Prompt: Would you write out the data below exactly, with every line intact?

Saved entries

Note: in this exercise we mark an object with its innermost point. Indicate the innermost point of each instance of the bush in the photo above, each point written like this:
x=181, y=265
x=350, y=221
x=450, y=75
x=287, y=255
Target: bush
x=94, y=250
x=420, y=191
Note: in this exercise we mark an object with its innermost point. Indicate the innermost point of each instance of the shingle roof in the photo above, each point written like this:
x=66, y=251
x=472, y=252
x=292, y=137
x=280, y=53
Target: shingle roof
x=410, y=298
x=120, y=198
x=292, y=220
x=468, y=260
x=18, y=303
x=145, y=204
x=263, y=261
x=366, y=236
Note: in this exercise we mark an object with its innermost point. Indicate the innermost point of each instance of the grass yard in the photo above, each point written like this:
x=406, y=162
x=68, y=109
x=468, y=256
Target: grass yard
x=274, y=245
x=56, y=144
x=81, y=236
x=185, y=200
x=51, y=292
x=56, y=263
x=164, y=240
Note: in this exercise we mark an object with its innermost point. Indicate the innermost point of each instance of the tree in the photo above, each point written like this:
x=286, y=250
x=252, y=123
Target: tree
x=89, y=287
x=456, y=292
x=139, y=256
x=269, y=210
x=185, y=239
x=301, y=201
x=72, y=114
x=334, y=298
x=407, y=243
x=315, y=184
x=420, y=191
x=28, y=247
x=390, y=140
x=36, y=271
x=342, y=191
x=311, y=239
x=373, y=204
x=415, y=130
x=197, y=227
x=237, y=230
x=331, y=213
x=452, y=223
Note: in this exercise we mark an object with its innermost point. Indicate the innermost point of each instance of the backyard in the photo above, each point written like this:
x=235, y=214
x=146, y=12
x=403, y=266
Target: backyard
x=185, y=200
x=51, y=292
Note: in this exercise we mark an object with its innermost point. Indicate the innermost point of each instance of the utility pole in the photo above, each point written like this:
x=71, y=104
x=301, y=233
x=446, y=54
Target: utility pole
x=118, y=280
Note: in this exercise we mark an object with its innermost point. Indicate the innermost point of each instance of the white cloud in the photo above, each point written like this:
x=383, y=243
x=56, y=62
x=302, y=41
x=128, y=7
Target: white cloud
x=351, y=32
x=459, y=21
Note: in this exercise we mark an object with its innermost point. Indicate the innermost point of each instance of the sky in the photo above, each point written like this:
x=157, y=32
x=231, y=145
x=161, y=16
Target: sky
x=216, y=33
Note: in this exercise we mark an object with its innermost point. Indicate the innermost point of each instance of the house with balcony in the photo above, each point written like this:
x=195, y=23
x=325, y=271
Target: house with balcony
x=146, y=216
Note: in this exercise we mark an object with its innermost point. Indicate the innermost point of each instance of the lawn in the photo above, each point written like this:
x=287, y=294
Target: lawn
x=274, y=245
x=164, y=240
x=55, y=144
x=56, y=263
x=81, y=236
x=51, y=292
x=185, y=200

Problem solution:
Note: in this exercise we mark an object with its innermost point. Indicate the innermost point of each instance of the bush in the photo above, each point written like this:
x=181, y=265
x=350, y=221
x=450, y=75
x=287, y=255
Target: bush
x=94, y=250
x=420, y=191
Note: in this exercise we mark an object with its innermost point. Indicate the innermost point of each instance of the shingle roof in the photo above, each point written like this:
x=66, y=251
x=472, y=252
x=292, y=137
x=280, y=53
Target: shingle roof
x=410, y=298
x=120, y=198
x=292, y=220
x=468, y=260
x=18, y=303
x=145, y=204
x=263, y=261
x=366, y=236
Note: in this exercise we mark an object with its innermost point. Indicate the innermost point of each instance of the grass yard in the photo above, each point written like this:
x=406, y=162
x=68, y=109
x=468, y=256
Target: grass yard
x=274, y=245
x=56, y=144
x=81, y=236
x=185, y=200
x=51, y=292
x=56, y=263
x=164, y=240
Note: in this exercise we mark an object with its innermost point. Indicate the innermost point of each instance of the tree in the photo above, each point written like this:
x=286, y=250
x=252, y=123
Target: tree
x=89, y=287
x=456, y=292
x=139, y=256
x=269, y=210
x=185, y=239
x=301, y=201
x=72, y=114
x=334, y=298
x=407, y=243
x=315, y=184
x=420, y=191
x=28, y=247
x=390, y=140
x=36, y=271
x=342, y=191
x=311, y=239
x=373, y=204
x=415, y=130
x=197, y=227
x=237, y=230
x=331, y=213
x=452, y=223
Note: in this exercise we mark an object with its innermost point. Indicate the innermost point of each instance of the backyard in the photo above, each point written like this:
x=235, y=214
x=146, y=12
x=403, y=266
Target: backyard
x=185, y=200
x=51, y=292
Note: in this exercise we mark an object with its innermost point. Indicate the innermost point of each instance of the utility pole in the photo above, each point written like this:
x=71, y=104
x=301, y=233
x=446, y=54
Target: utility pole
x=118, y=280
Note: in this exercise we mark an object with its innermost point. Indicate the innermost point of each instance of the white cloud in the photo above, each point written like this:
x=383, y=243
x=56, y=62
x=302, y=41
x=128, y=7
Target: white cloud
x=351, y=32
x=459, y=21
Note: in this exercise we mark an object with its innermost point. Indicate the innermost point of each instance of the sky in the photo above, each point written like this:
x=157, y=32
x=231, y=145
x=161, y=16
Target: sky
x=216, y=33
Note: in this exercise we mark an object with its innermost point. Indicate the innermost point of each instance of the house with balcony in the photo above, each point written like this:
x=195, y=23
x=325, y=271
Target: house with balcony
x=146, y=216
Note: in this exercise we mark an object with its innermost point. Indicate the innermost point of each instance of the lawn in the photo above, each point written like this:
x=287, y=294
Target: lawn
x=274, y=245
x=164, y=240
x=55, y=144
x=56, y=263
x=81, y=236
x=51, y=292
x=185, y=200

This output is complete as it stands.